The data below holds the lines to copy: everything from the line containing "For every instance of the tall grass" to the line containing "For every instance of the blue", both ends included, set down exactly.
.....
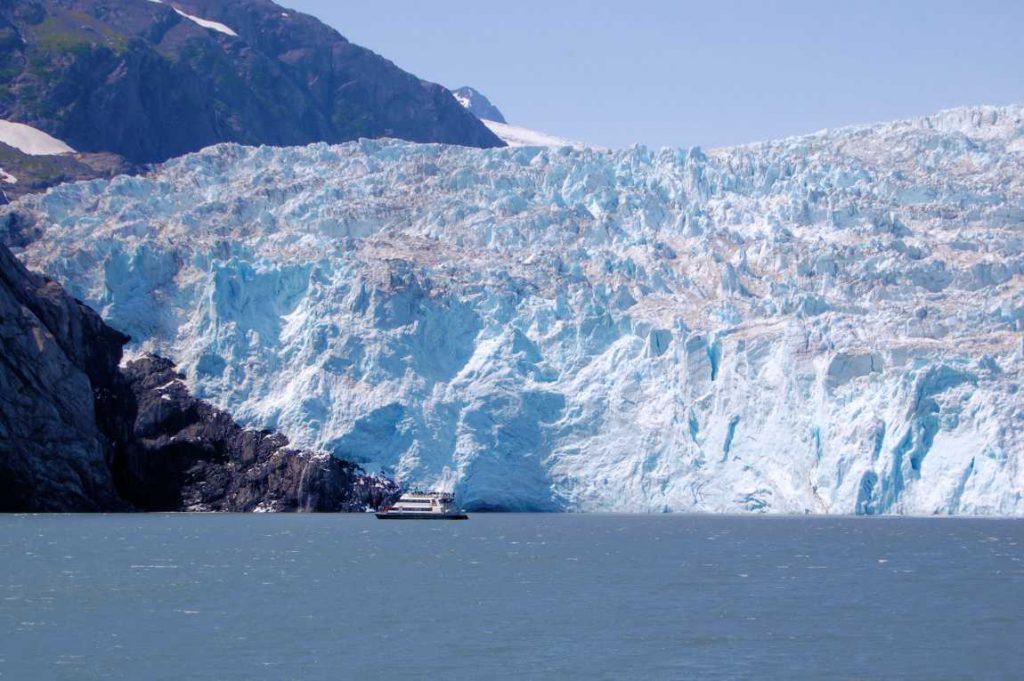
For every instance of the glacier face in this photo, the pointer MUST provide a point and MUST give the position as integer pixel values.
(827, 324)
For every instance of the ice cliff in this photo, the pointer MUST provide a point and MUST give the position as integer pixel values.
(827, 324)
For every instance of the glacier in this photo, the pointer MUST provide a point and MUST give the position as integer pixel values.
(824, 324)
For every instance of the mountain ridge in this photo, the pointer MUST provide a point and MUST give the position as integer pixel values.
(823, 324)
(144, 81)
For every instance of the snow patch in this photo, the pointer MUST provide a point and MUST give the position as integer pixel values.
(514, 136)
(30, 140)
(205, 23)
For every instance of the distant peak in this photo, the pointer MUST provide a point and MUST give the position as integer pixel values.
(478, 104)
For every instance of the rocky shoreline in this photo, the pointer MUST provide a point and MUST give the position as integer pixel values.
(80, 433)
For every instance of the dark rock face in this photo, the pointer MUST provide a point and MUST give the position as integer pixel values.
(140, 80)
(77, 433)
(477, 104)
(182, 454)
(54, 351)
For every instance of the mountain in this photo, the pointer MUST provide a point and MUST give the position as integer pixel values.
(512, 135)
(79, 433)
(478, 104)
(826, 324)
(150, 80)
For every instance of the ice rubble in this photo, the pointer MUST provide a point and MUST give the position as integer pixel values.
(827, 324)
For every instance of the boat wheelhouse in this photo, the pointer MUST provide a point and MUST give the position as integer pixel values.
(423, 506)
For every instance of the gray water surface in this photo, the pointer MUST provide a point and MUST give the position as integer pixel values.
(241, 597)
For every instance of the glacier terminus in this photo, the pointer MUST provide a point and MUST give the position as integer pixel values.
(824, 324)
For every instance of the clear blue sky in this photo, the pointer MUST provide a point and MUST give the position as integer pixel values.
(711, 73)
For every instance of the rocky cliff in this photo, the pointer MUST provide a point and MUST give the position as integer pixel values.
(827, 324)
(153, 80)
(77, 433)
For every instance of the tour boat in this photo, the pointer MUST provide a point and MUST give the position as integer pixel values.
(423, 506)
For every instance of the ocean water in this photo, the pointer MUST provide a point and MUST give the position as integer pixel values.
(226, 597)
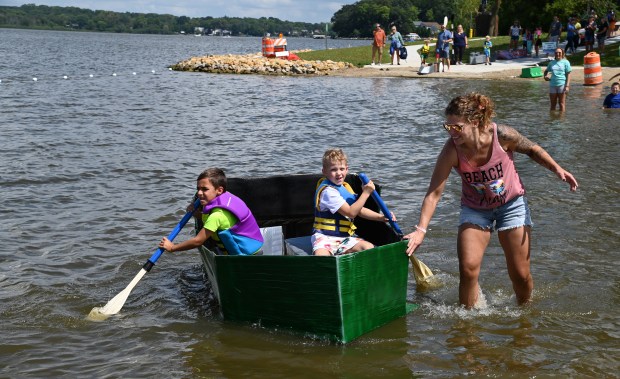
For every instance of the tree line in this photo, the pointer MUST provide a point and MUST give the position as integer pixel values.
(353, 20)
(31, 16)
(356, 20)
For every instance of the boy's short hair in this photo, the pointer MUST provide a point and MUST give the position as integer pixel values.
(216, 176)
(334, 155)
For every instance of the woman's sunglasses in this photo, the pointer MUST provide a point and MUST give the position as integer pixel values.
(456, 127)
.....
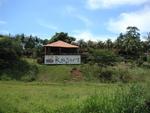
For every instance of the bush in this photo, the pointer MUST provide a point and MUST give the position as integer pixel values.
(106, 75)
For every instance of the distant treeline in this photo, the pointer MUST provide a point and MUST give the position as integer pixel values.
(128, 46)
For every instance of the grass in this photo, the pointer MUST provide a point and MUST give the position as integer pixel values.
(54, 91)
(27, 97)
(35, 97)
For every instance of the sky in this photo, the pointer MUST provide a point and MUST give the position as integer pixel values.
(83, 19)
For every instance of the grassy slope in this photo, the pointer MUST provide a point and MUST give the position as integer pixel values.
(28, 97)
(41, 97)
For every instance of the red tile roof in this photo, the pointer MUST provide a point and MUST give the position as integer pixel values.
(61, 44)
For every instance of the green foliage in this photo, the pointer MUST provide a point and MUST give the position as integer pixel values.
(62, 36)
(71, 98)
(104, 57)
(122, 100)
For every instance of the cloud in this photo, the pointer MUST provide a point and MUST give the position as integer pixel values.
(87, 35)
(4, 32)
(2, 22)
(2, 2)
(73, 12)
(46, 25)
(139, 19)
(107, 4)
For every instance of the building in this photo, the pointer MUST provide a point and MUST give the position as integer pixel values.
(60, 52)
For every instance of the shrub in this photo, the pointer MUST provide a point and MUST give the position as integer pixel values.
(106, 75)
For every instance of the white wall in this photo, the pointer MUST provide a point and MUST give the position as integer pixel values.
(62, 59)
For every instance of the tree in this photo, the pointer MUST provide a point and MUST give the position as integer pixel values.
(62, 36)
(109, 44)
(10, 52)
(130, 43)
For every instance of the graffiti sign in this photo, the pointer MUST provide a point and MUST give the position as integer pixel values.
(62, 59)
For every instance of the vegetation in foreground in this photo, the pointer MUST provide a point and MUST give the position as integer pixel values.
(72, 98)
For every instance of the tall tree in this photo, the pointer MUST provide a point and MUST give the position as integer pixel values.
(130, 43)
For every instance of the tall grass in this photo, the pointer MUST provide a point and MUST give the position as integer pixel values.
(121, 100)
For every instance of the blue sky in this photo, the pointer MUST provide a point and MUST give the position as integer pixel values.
.....
▸ Reply
For every instance of the tall grass in this photo, the pointer MUST provide a point and MUST give the position as integer pixel values.
(121, 100)
For every instance of the blue sky in this photo, the pointer MUST provide a point and MUST give the position as integer pixel values.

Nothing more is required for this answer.